**PASSAGE GIVEN:**
In Stereo Cross-Attention Radiance Fields (SCARF), we explore adding attention-based techniques to Stereo Radiance Fields [1]. In recent years, there have been great advances in attention/transformer-based techniques which allow for faster training and consistent architecture across models. Although transformer-based techniques have already been applied to the original NeRF paper [2] [3], we aim to apply it to the SRF paper, which, instead of learning the scene, aims to emulate and learn multi-view stereo. Their method allows for training with sparse views (only 10 instead of 100), and also learns how to perform multi-view stereo correspondences rather than learning only a single scene, thus allowing for rendering of novel scenes in a single pass (with fine-tuning).
First, we investigated the architecture from the SRF paper shown in Figure 1. We hypothesized that the feature pairing, unsupervised stereo module, multi-view extraction, and correspondence encoding could all be replaced by a (cross-)attention mechanism. Practically, this was implemented in PyTorch using a transformer encoder, borrowing from the ideas of the Vision Transformer (ViT) [4]. This makes intuitive sense, because stereo is about finding correspondences between different features in the image, the process of which can be reframed as cross-attending across features. This drastically simplified our architecture shown in Figure 2.
After the image features layer, we first feed into an image feature compression network. This helped reduce the number of parameters that the transformer network needed to learn. See Experiment 1 under the Results section for justification and different techniques that were attempted.
After feature compression, we feed a sequence of feature vectors (one per view) into a transformer encoder, which aims to learn the relation between different views. The feature vectors were positionally encoded in the same way as ViT [4] to track which image each feature set came from. We experimented with various different hyperparameters for this transformer encoder to get good results. We attempted different numbers of heads in Experiment 2 and different number of transformer layers in Experiment 3. Max-pooling is run over the output images to preserve the most important features from each image.
Finally, we pass the output of the transformer layer through the fully connected "Radiance Field Decoder" (2 FC layers), which results in an RGB-σ value for each 3D point.

**DATA PROVIDED:**

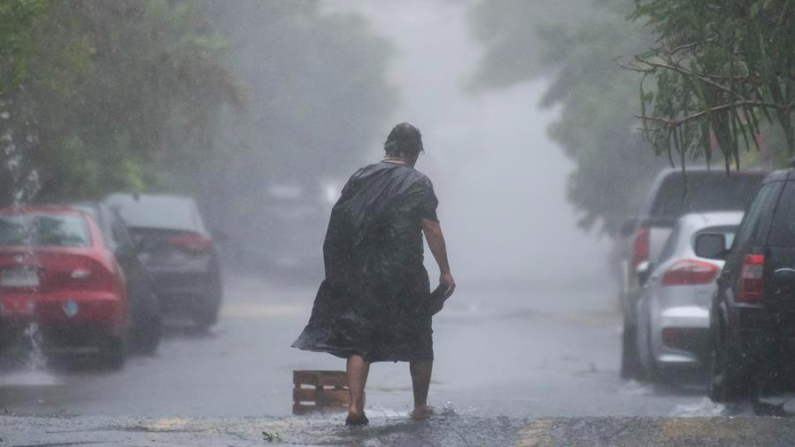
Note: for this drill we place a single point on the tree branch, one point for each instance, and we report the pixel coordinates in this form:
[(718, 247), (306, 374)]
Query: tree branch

**GOALS:**
[a] In the SCARF write-up, rewrite the paragraph that begins "After feature compression, we feed" as a short bulleted list that keeps its main facts.
[b] List the parts of the SRF architecture that the SCARF write-up proposes replacing with a (cross-)attention mechanism.
[c] Extend the SCARF write-up by a paragraph or two, starting after its last sentence.

**TASK RESULTS:**
[a]
- The compressed feature vectors, one per view, go into a transformer encoder that learns how the views relate.
- The vectors get positional encoding as in ViT, which tracks the image each feature set came from.
- Several hyperparameters were tried: the number of heads in Experiment 2 and the number of transformer layers in Experiment 3.
- Max-pooling over the outputs keeps the most important features from each image.

[b]
- Feature pairing
- Unsupervised stereo module
- Multi-view extraction
- Correspondence encoding

[c]
First, we experimented with two different techniques in order to reduce the model size. First, we attempted to use a reduced image feature extraction network. This reduced network used half the number of channels for each layer, and dropped the last two convolution layers from the SRF paper. This significantly reduced the number of parameters that the transformer needed to learn.
The other technique we used to reduce model size was an image feature compression layer, which reduces the size of the image features. This technique both reprojects into a space to help the transformer learn, and also allows for some learning of relation between multi-scale features before the transformer encoder.
Our first experiment was to see the trade-offs between no compression, reduced features, and image compression. We found that the network was not able to learn quickly with the large transformer size. It did not learn a significant amount of information in the scene by iteration 50k, as shown in Figure 3a. Between feature compression and network reduction, we found that the feature compression was able to do a much better job at learning quickly, reconstructing finer details like color, and minimizing artifacts
For the transformer, we first varied the nubmer of heads used in each cross attention layer. We held the number of layers constant at 2, and attempted 8, 16, and 32 heads.
As can be seen in Figure 4, increasing the number of heads was significant in improving the quality of the results, in particular the detail and vibrancy of colors. For example, the rendering with only 8 heads (Figure 4a) looks faded, but the rendering with 16 heads (Figure 4b) looks much more vibrant. We begin to see distinct colors for the different houses and the umbrellas on the patio are yellow as they should be. However, some of the colors still seem faded, and there are some "blurring" artifacts near the patio area where the umbrellas are.
The rendering with 32 heads (Figure 4c) looks even better, and is our best result overall. The house and patio colors look much more vibrant and closer to the ground truth. There is also increased detail for the windows, roofs and other objects in the scene. While the model is larger and takes longer to train on its own, using pretrained weights from previous heads allowed us to reduce training time significantly.
The results make intuitive sense, because increasing the number of heads increases the number of feature subspaces to cross-attend to. This may allow the model to learn more complex and different relationships between features, and therefore increases the level of detail and color vibrancy in the rendered scene.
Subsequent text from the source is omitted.